Reproduce every line of the records below, including the requests, but increase each x and y pixel coordinate in the answers by 74. Leave out the pictures.

• _Information given_:
(begin)
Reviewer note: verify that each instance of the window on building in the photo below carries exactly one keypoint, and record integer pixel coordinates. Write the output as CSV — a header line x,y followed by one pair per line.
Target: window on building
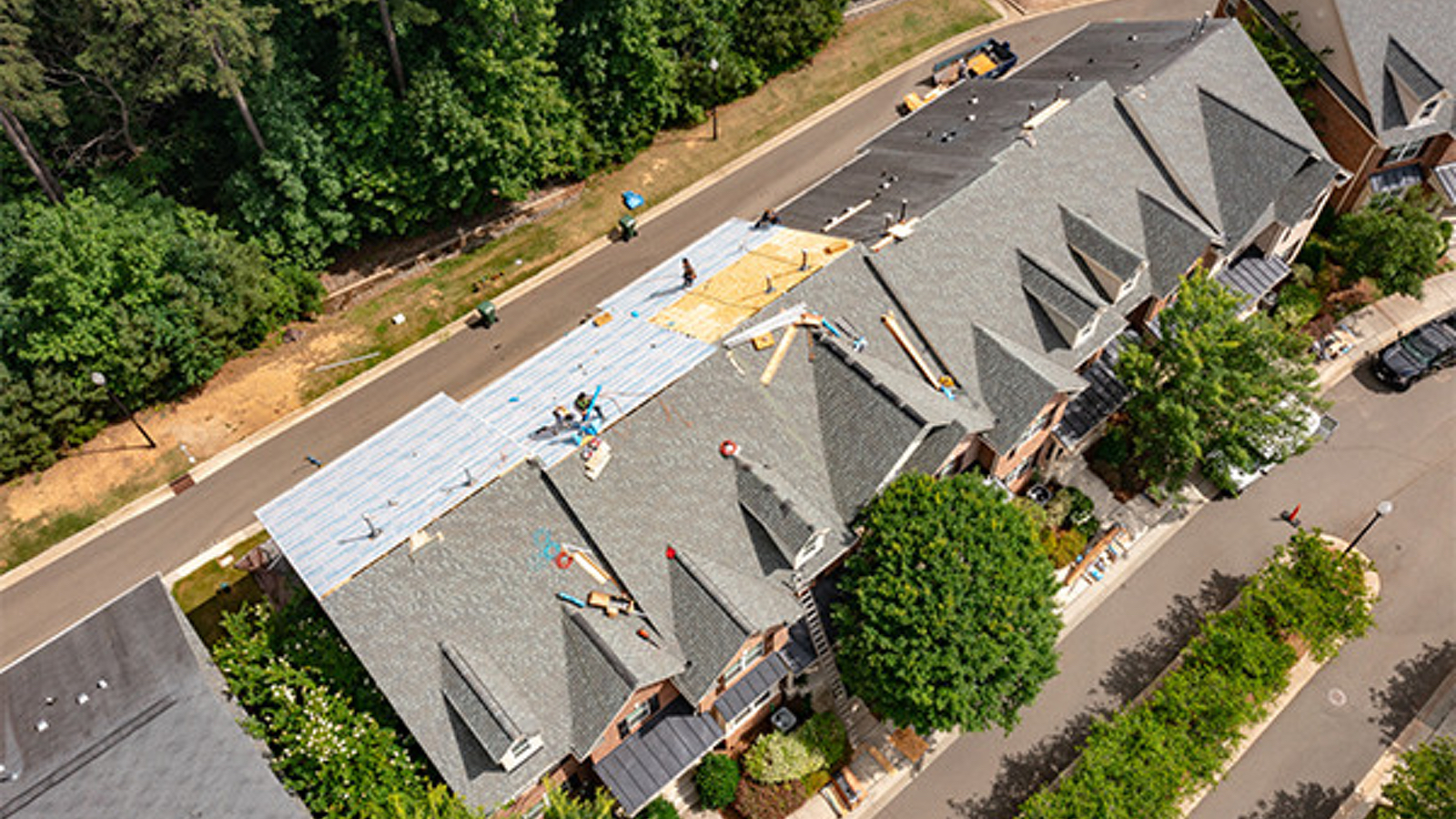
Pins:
x,y
1402,152
749,656
753,709
637,716
1034,429
1021,470
1427,113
(end)
• _Solution below_:
Reviewer note: verify that each instance of the window on building in the photo below carries exactly one keypoint, and record integer pixel coordinates. Write the output as CSV — a header line x,y followed by one pair per line.
Target: window on building
Pins:
x,y
1476,226
823,730
827,783
711,790
1108,503
1095,544
1501,187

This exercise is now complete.